## What needs to be done
Can you rewrite the entries from the line with "of the parked" through the end of the entries, changing "parked car" to "stationary vehicle" and leaving everything else as it is?

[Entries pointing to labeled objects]
********
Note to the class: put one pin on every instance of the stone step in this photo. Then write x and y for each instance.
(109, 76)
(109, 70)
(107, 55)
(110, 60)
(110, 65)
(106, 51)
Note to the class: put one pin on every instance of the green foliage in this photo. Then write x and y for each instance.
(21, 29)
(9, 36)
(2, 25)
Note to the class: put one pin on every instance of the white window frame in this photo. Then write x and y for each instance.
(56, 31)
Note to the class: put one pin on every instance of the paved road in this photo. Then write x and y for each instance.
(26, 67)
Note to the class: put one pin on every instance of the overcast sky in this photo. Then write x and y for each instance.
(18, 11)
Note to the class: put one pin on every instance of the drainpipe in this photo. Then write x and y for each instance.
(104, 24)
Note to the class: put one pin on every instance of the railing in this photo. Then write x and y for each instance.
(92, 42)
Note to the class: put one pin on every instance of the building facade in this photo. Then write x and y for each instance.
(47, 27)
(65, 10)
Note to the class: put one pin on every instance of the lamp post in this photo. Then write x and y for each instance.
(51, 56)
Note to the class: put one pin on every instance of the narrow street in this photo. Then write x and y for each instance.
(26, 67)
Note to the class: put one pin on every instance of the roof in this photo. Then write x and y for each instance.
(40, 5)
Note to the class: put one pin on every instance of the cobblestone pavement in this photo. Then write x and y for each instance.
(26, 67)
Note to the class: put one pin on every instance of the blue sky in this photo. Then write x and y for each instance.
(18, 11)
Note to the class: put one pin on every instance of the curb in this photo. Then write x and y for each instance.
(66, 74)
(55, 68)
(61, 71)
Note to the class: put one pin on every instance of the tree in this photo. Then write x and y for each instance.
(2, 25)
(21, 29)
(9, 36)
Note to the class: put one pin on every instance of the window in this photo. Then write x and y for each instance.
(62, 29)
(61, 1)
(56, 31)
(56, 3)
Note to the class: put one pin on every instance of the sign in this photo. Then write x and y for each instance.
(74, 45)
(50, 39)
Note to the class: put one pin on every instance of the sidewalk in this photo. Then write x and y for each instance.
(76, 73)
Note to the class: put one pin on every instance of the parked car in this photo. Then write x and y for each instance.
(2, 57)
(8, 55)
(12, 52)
********
## Solution for this exercise
Note to the class: put one pin on every instance of the stationary vehicle in this photo. Then write x and y for each instance.
(2, 57)
(8, 55)
(12, 52)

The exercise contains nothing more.